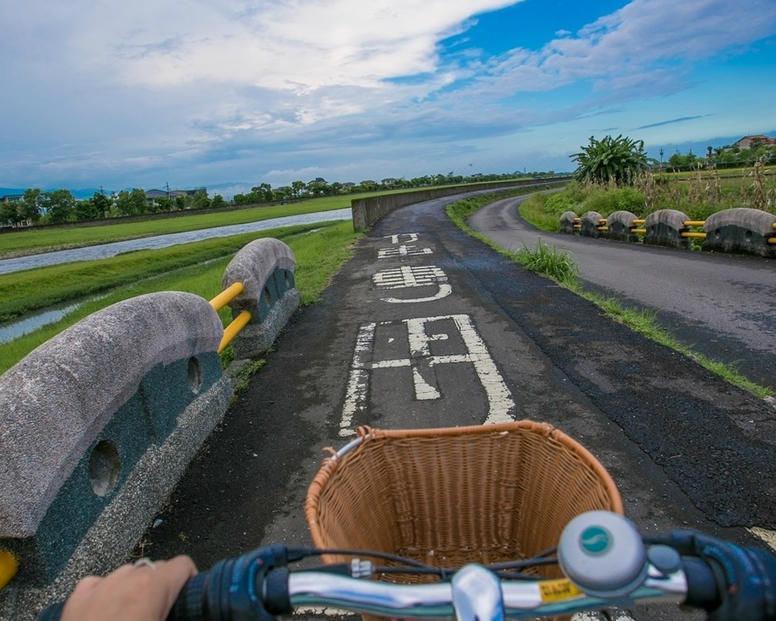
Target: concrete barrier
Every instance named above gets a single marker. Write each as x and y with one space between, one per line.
567 221
740 230
85 420
265 267
665 228
589 223
367 211
620 225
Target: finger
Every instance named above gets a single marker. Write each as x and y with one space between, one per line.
175 573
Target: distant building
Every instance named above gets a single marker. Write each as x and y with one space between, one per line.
152 195
747 141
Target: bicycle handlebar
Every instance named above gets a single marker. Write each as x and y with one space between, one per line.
606 561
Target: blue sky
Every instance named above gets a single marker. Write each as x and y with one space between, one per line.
233 93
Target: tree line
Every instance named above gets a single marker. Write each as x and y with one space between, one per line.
729 156
60 206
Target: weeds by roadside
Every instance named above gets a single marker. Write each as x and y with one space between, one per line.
549 261
562 268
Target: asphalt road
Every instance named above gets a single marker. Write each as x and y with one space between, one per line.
722 306
483 340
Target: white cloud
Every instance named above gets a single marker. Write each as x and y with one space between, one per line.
237 87
635 41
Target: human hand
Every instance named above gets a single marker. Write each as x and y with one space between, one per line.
144 591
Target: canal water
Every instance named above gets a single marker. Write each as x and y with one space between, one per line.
33 321
103 251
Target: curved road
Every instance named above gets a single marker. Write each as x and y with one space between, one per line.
722 306
427 327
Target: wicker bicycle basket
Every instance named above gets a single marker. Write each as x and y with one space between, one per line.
450 496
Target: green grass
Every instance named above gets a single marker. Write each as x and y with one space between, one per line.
318 254
549 261
45 239
561 267
30 290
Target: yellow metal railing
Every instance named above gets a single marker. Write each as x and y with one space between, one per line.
221 300
8 567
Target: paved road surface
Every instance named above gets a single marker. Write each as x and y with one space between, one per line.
483 340
721 305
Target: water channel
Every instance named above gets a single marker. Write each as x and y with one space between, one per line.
38 319
103 251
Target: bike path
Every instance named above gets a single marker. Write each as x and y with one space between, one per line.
721 305
425 327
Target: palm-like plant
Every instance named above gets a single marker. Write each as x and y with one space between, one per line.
611 159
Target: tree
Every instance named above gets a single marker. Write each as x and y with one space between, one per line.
101 204
610 159
59 205
30 207
86 210
263 193
132 203
9 212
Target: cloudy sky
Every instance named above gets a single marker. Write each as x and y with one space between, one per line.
231 93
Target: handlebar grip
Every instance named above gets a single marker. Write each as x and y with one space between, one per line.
52 612
190 604
702 586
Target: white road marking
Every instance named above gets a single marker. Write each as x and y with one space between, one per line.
397 239
408 277
403 251
500 402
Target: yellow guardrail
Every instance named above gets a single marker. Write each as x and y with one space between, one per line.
8 567
233 329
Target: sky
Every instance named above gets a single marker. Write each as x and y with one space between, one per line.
232 93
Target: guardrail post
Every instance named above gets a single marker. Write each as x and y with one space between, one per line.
621 225
590 221
741 230
665 228
98 424
265 267
567 222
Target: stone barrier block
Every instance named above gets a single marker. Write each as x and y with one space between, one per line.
590 222
567 222
740 230
665 228
265 267
80 412
620 224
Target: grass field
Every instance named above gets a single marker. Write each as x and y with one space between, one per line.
45 239
319 252
558 265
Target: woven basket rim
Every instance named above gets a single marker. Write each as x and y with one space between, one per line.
369 435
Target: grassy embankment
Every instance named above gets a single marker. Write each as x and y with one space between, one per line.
695 194
46 239
560 266
195 268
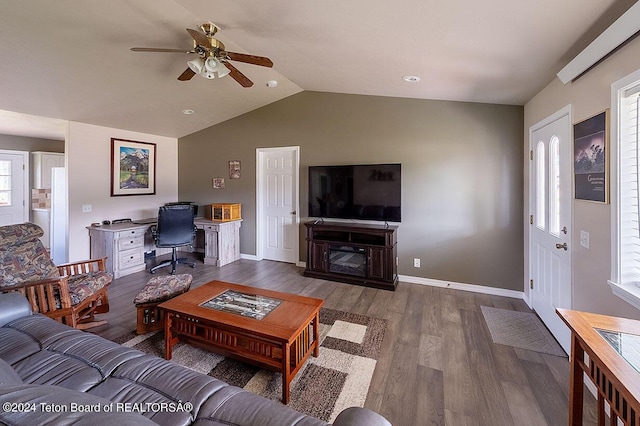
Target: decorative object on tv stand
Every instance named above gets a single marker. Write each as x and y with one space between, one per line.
218 183
226 212
133 167
591 169
234 169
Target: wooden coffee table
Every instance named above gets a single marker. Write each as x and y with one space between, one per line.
272 330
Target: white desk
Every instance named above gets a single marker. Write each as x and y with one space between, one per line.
124 244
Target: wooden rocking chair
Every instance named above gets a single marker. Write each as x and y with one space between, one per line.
72 293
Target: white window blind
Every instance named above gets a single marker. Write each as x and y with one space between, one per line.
629 215
625 156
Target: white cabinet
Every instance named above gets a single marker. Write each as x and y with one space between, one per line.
42 163
122 245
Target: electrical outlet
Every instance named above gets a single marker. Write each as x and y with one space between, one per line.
584 239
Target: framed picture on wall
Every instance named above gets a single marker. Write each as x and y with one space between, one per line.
234 169
590 163
133 167
218 183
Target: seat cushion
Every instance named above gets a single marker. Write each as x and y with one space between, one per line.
22 255
163 287
8 375
84 285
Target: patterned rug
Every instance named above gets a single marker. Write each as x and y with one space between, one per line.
337 379
522 330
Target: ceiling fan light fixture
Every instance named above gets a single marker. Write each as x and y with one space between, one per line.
196 65
223 70
212 64
208 74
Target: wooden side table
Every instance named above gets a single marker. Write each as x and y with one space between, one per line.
617 380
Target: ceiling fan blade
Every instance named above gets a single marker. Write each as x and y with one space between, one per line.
250 59
200 38
238 76
186 75
153 49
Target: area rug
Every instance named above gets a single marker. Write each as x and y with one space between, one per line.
339 378
522 330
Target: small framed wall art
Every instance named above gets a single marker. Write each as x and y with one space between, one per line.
133 167
590 162
234 169
218 183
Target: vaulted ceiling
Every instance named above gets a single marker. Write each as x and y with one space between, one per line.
71 59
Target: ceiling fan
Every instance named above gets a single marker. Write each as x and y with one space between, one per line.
212 57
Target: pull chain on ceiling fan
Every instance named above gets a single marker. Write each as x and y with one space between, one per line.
213 59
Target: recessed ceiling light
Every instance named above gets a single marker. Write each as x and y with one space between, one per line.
411 78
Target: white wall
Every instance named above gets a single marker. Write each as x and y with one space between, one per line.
588 95
88 150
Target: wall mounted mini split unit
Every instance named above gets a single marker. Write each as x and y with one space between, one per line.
619 32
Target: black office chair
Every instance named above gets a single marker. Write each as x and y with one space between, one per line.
175 229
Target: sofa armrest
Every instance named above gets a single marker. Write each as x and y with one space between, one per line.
83 266
356 416
13 306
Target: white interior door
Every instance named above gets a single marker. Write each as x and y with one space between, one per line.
14 187
550 235
277 216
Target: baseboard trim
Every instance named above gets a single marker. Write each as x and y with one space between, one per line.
465 287
494 291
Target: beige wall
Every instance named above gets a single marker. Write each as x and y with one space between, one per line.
589 95
461 173
89 159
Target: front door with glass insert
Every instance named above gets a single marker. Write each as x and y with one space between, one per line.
13 187
550 235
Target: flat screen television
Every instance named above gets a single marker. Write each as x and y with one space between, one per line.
363 191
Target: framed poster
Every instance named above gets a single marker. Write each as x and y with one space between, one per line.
218 183
234 169
133 167
590 165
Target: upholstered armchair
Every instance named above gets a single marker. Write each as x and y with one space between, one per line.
72 293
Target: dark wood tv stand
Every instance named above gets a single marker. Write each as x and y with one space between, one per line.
353 253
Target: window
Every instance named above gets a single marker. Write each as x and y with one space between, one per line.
625 193
5 183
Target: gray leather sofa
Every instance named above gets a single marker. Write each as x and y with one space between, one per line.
54 374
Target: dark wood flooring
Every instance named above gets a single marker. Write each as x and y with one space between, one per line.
438 364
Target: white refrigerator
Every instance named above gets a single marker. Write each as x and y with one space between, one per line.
59 216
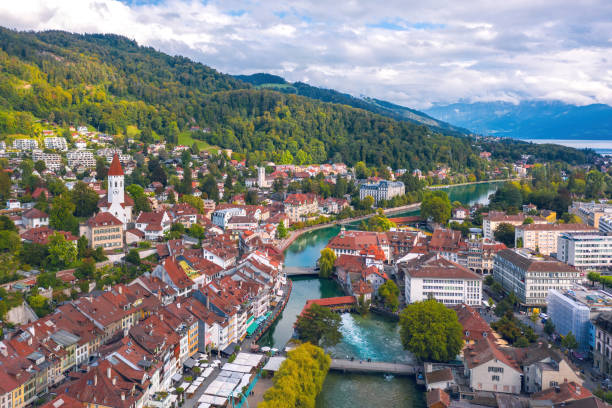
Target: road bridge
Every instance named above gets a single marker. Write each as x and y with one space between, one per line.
361 366
300 270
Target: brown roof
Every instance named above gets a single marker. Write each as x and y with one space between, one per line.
103 219
434 266
436 396
34 213
563 393
115 169
532 262
445 374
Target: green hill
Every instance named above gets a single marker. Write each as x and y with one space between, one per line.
110 82
384 108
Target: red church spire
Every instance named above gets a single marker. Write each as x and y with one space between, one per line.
115 169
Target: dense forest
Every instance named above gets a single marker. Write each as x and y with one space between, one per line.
110 82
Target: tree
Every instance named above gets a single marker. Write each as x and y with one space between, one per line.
40 305
62 253
505 233
389 293
361 170
319 326
251 197
85 200
61 215
133 257
40 166
549 327
569 341
209 187
299 379
431 331
101 168
281 230
86 270
436 205
326 262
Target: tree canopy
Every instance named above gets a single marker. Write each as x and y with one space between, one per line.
431 331
319 325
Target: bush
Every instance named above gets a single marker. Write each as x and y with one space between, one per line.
299 379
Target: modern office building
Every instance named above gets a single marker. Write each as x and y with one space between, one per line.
432 276
383 190
542 238
56 143
569 314
531 276
585 249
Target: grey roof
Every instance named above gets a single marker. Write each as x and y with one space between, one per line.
64 338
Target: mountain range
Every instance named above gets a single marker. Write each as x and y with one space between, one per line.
119 87
530 119
397 112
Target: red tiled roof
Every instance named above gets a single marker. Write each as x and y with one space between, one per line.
102 219
115 168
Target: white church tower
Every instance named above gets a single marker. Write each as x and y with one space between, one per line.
116 202
261 177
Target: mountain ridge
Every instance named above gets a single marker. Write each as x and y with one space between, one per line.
530 119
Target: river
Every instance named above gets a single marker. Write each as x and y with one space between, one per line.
372 337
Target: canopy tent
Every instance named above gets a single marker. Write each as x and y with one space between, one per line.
212 400
274 363
237 368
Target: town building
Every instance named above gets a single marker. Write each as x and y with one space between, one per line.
530 276
590 213
56 143
542 238
353 242
383 190
492 221
602 353
116 201
53 161
571 311
103 230
34 218
299 206
81 158
490 369
585 249
432 276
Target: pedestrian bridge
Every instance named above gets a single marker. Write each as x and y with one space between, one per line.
299 270
362 366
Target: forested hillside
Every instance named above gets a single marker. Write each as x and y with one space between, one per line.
111 83
384 108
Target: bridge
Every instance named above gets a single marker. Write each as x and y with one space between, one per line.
299 270
361 366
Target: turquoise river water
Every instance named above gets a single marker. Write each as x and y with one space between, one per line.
372 337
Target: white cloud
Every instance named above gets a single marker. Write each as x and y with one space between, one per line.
483 50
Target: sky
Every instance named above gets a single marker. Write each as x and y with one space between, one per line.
414 53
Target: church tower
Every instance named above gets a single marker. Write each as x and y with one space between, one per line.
116 193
---
→ **What the task asks**: Reproduce everything in the listing from the line containing "Target: turquoise river water" down to the end of the listing, changing "marker" to "point" and leaving all else unaltered.

→ **Response**:
Target: turquoise river water
Every instance named above gets a single point. Write each as x and y with one space between, one per line.
372 337
Target: white cloud
Every instance named above gets a single point. Write each as x and y with one space between, one per line.
483 50
Target: sky
Every instance named above gets a single point. Write each as x and y with one space between, one per line.
414 53
Target: church tower
Every instance named above gets a single point. Write each as x and y with one space between, one per line.
116 193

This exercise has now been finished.